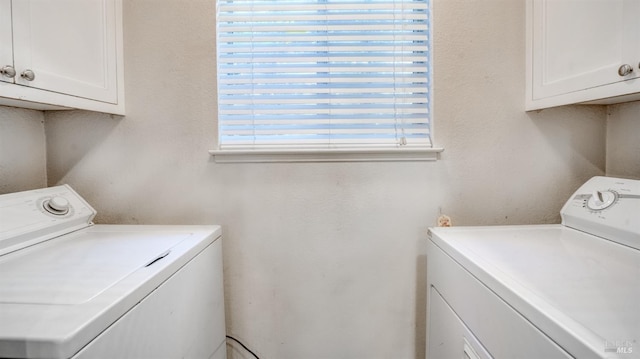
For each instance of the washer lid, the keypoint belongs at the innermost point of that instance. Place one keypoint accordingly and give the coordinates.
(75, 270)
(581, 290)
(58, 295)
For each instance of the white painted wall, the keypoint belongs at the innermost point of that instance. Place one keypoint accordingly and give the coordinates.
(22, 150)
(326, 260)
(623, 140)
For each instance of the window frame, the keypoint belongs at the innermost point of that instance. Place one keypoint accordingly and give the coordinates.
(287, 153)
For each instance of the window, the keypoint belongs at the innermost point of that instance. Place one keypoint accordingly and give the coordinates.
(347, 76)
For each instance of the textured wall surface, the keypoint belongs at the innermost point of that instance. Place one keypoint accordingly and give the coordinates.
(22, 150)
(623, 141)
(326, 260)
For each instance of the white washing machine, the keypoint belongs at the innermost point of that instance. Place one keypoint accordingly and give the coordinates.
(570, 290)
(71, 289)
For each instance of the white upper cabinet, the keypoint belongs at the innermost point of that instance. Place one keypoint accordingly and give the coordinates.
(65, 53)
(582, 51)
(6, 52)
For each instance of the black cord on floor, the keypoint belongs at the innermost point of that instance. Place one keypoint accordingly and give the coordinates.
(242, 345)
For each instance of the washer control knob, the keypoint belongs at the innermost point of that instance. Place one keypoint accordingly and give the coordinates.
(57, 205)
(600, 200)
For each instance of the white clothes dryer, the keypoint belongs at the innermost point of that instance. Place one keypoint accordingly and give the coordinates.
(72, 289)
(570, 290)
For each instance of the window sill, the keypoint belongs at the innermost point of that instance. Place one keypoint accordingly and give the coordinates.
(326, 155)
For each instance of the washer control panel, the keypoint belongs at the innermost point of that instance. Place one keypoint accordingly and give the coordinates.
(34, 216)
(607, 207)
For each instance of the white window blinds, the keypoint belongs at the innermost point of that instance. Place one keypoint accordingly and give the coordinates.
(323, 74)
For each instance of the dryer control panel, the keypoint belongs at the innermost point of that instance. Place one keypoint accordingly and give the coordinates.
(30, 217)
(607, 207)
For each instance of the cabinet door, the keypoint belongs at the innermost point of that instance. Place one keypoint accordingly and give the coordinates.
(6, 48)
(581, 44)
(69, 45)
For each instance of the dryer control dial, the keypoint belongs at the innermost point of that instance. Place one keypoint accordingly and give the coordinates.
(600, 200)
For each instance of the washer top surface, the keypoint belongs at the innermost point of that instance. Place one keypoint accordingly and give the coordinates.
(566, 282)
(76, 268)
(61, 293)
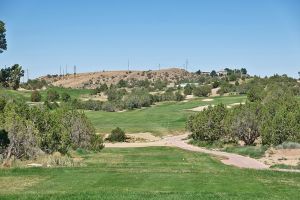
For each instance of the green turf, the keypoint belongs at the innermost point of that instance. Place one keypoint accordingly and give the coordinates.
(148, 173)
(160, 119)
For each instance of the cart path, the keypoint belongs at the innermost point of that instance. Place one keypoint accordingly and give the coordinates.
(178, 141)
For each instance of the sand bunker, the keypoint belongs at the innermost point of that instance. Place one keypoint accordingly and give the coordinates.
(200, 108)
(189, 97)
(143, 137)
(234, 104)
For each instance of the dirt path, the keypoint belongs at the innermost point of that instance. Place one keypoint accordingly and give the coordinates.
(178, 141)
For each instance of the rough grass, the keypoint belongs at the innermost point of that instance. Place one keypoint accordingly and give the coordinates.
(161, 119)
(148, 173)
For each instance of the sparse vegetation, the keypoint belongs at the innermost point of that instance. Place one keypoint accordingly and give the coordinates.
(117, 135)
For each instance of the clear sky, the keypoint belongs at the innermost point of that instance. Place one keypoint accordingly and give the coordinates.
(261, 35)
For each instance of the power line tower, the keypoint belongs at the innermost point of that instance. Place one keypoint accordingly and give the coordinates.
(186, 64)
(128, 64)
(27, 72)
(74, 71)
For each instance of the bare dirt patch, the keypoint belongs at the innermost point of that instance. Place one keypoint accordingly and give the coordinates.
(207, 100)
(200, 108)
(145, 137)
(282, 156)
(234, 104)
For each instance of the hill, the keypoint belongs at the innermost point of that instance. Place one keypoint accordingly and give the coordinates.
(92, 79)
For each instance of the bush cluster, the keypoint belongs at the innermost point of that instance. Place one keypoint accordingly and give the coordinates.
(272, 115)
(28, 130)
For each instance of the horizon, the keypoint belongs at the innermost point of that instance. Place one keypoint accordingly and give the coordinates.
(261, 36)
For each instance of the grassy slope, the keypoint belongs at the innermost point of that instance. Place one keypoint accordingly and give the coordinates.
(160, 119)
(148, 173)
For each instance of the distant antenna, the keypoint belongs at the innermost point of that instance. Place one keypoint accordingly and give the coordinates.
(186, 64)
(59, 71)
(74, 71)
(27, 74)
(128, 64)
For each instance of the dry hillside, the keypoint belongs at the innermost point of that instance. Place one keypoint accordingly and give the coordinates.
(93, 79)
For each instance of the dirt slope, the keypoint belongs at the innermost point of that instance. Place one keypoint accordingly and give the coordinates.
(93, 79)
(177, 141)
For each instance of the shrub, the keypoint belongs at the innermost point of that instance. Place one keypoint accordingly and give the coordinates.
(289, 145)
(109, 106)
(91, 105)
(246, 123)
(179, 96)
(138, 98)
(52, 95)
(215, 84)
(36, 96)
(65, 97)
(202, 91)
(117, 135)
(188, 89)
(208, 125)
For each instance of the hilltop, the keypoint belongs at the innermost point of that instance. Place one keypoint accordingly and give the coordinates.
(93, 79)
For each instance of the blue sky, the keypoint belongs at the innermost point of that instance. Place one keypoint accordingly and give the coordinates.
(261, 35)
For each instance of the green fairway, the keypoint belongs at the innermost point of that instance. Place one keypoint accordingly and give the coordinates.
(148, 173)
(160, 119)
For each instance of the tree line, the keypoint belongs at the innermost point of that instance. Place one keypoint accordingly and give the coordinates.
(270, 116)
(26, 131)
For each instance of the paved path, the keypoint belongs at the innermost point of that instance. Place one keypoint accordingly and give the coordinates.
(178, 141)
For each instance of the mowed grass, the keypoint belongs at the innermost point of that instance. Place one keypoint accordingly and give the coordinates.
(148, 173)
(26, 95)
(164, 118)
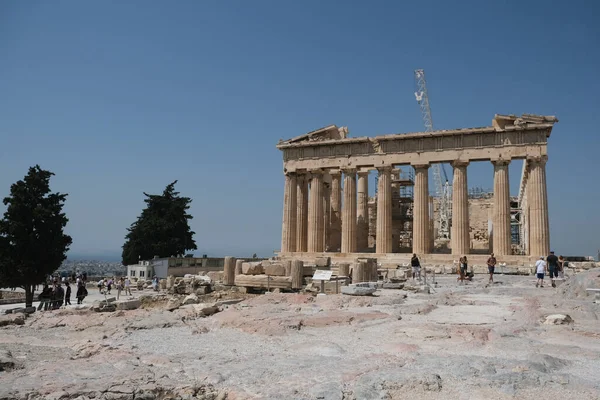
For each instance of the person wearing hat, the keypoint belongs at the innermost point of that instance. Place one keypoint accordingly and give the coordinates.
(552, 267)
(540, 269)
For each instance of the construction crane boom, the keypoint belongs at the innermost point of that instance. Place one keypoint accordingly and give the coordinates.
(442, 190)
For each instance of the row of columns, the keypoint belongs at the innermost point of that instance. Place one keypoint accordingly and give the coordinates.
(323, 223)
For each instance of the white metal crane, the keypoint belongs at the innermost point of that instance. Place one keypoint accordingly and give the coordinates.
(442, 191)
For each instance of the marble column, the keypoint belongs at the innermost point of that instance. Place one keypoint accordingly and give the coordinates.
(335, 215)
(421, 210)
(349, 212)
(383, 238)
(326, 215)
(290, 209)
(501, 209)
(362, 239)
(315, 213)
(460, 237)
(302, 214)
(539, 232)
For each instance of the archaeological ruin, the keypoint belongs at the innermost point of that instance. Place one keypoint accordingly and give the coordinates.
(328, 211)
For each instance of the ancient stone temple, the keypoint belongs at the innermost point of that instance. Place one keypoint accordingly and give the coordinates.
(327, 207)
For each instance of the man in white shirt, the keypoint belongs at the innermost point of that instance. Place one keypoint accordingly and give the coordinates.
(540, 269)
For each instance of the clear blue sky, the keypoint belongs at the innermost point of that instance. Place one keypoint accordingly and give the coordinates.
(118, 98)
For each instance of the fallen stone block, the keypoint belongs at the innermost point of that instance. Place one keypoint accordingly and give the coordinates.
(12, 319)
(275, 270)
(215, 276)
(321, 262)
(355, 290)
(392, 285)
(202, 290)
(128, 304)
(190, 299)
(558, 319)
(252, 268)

###

> _JOB_
Quote the data above in full, leaving out the pictures it holds.

> _RESPONSE TO THIS EXERCISE_
For each instance of the washer lid, the keypoint belongs at the innermost point of that instance. Place one keypoint accordingly and give the coordinates.
(75, 270)
(581, 290)
(58, 295)
For each instance of the white painted wall, the keypoint belongs at the innermost point of that instance. Place one keypoint accordingly and give the coordinates.
(22, 150)
(326, 260)
(623, 140)
For each instance of the window frame, the keypoint belongs at the innermost point of that instance. Place one keypoint accordingly and give the coordinates.
(287, 153)
For each instance of the window, the keypoint belongs at the innermost point of that instance. Place one keypoint accordingly and give the coordinates.
(347, 76)
For each instance of the textured wall surface, the keypoint belongs at the innermost point of that instance. Place one keypoint accordingly and give the coordinates.
(22, 150)
(623, 141)
(326, 260)
For each instance of the white washing machine, the keypoint belongs at the innermost point of that instance. Place one keypoint accordingly and give the coordinates.
(570, 290)
(71, 289)
For each instance of the white upper cabinet, the keypoint belongs at the innermost point of that instance. Place one keypoint accordingly and give the coordinates.
(65, 53)
(582, 51)
(6, 52)
For each instance of the black cord on floor, the keypoint belongs at the innermost point of that instance. Place one keypoint accordingly and give the coordinates.
(242, 345)
For each instance of the washer control knob, the keypoint belongs at the innermost point of that instance. Place one keypoint accordingly and give the coordinates.
(57, 205)
(600, 200)
For each instance of the white clothes dryer, the keypoint belongs at the innermost point of that instance. Place one keypoint accordingly and give the coordinates.
(72, 289)
(570, 290)
For each instance of the window sill, the keypoint belongs at the innermost point of that instance. Place one keypoint accordingly and give the coordinates.
(326, 155)
For each instance of the washer control panel, the keypoint belongs at the innermost point of that instance. Place one keypoint accordingly and give the coordinates.
(34, 216)
(607, 207)
For each instance of the white window blinds, the keypoint belongs at the innermost point of that instance. Place one keypoint accordingly and give the coordinates.
(323, 74)
For each instance of the dryer control panel, the keypoint belongs at the innermost point of that instance. Place one keypoint accordingly and give the coordinates.
(30, 217)
(607, 207)
For each instance of the cabinet door, the keypoint belongs at the innermost point of that instance. Place one keypoint accordingly and give the coordinates.
(6, 48)
(581, 44)
(69, 45)
For each instance of the dryer control dial, the keypoint belongs at the innermost point of that instance. Place one keypoint accordingly and give the coordinates.
(600, 200)
For each instance of the washer top surface, the keypoint belongs at the innermost point of that instance. Place one keypoint accordingly and give the coordinates.
(566, 282)
(76, 268)
(61, 293)
For each instance of the green turf, the keypoint belongs at the innermost point of that instance. Place one keypoint accordingly and give the coordinates.
(148, 173)
(160, 119)
For each instance of the cart path, the keypoint belongs at the innermost point of that instance. Place one keypoint accordingly and give the coordinates.
(178, 141)
For each instance of the sand bunker, the keypoint belongs at the innermost point of that instance. Place one keypoint accordingly and give the coordinates.
(200, 108)
(189, 97)
(143, 137)
(234, 104)
For each instance of the dirt path, the keypoint belongs at the innermost point of that instance. Place one keypoint accordingly and give the coordinates.
(178, 141)
For each instance of the rough grass, the keypoint belongs at the innermost point of that instance. Place one keypoint accordingly and give the coordinates.
(161, 119)
(148, 173)
For each instance of the sparse vegetation, the keypoint belongs at the innermost point of that instance. Place one keypoint accordingly and give the coordinates.
(117, 135)
For each instance of the clear sky, the keypoint belongs at the innermost point of that instance. Place one keypoint accordingly and give the coordinates.
(261, 35)
For each instance of the power line tower, the keypoint belongs at the innermost point of that instance. Place one keypoint accordingly and give the coordinates.
(186, 64)
(128, 64)
(27, 72)
(74, 71)
For each instance of the bare dirt patch, the keypoint belongs at the innermost point of that instance. Place one keypoint accordingly and give the coordinates.
(207, 100)
(200, 108)
(145, 137)
(282, 156)
(234, 104)
For each instance of the hill, the keypoint belongs at the innermost point of that instance. Place one keypoint accordingly and give the coordinates.
(92, 79)
For each instance of the bush cluster, the keypoint belongs at the innermost point of that instance. Place one keypoint accordingly and give the coordinates.
(272, 115)
(28, 130)
For each instance of the horizon, the keypoint belongs at the innermost point of that instance. Place one keypoint accordingly and give the coordinates.
(261, 36)
For each instance of the grassy slope, the keypoint belongs at the innermost point of that instance. Place one keypoint accordingly and give the coordinates.
(160, 119)
(148, 173)
For each instance of the distant antenna, the keypoint belongs at the innermost point of that instance. Place one keypoint accordingly and give the coordinates.
(186, 64)
(59, 71)
(74, 71)
(27, 74)
(128, 64)
For each instance of the dry hillside, the keypoint belongs at the innermost point of that instance. Place one keypoint accordingly and give the coordinates.
(93, 79)
For each instance of the dirt slope, the keypoint belongs at the innermost point of that instance. Place one keypoint accordingly and give the coordinates.
(93, 79)
(177, 141)
For each instance of the shrub, the keypoint belongs at the innermost point of that instance. Place one keypoint accordingly and give the coordinates.
(289, 145)
(109, 106)
(91, 105)
(246, 123)
(179, 96)
(138, 98)
(52, 95)
(215, 84)
(36, 96)
(65, 97)
(202, 91)
(117, 135)
(188, 89)
(208, 125)
For each instance of the hilltop, the keypoint belongs at the innermost point of that instance. Place one keypoint accordingly and give the coordinates.
(93, 79)
For each instance of the blue sky, the keypoint belongs at the innermost point of that instance. Place one keypoint accordingly and give the coordinates.
(261, 35)
For each instance of the green fairway, the keypoint belongs at the innermost point of that instance. Place one keypoint accordingly and give the coordinates.
(148, 173)
(160, 119)
For each instance of the tree line, the keypoint belongs at the innermost point of that instance. Place one keypoint accordingly and give the coordinates.
(270, 116)
(26, 131)
For each instance of the paved path, the keypoint belongs at the innermost point of that instance. Place one keypoint accordingly and give the coordinates.
(178, 141)
For each instance of the mowed grass, the keypoint belongs at the innermost point of that instance. Place one keypoint accordingly and give the coordinates.
(148, 173)
(26, 95)
(164, 118)
For each instance of the person wearing hat, the keypoint belongs at the innermost point of that instance. Place one keypoint accordingly and give the coordinates.
(552, 267)
(540, 269)
For each instance of the construction crane boom, the keypoint belongs at the innermost point of that instance. Place one keypoint accordingly and give the coordinates.
(442, 190)
For each instance of the row of columns, the keypoint belongs at the innermost point of that instance. Place one keypoint accordingly and give the coordinates.
(323, 223)
For each instance of the white metal crane, the keypoint belongs at the innermost point of that instance. Place one keypoint accordingly and give the coordinates.
(442, 191)
For each instance of the marble column, the keypoint belongs at the innermost point of that instance. Place one keypoint accordingly and give the coordinates.
(335, 215)
(421, 210)
(349, 212)
(383, 238)
(326, 215)
(290, 209)
(501, 209)
(362, 239)
(315, 213)
(460, 237)
(302, 214)
(539, 232)
For each instance of the archaeological ruin, the keypoint belongs at the innermost point of that instance. Place one keypoint accordingly and give the coordinates.
(328, 211)
For each instance of the ancient stone temple, the keypoint belongs at the innermost point of that instance. Place one keypoint accordingly and give the coordinates.
(327, 207)
For each instance of the man in white shirt, the keypoint belongs at the innermost point of that instance. Place one keypoint accordingly and give the coordinates.
(540, 269)
For each instance of the clear blue sky, the keypoint belongs at the innermost point of that instance. Place one keypoint accordingly and give the coordinates.
(118, 98)
For each instance of the fallen stone block, the keypoint belongs at the innermost point of that instance. Place one keypoint accordingly and give the coordinates.
(12, 319)
(275, 270)
(215, 276)
(321, 262)
(355, 290)
(392, 285)
(202, 290)
(128, 304)
(190, 299)
(558, 319)
(252, 268)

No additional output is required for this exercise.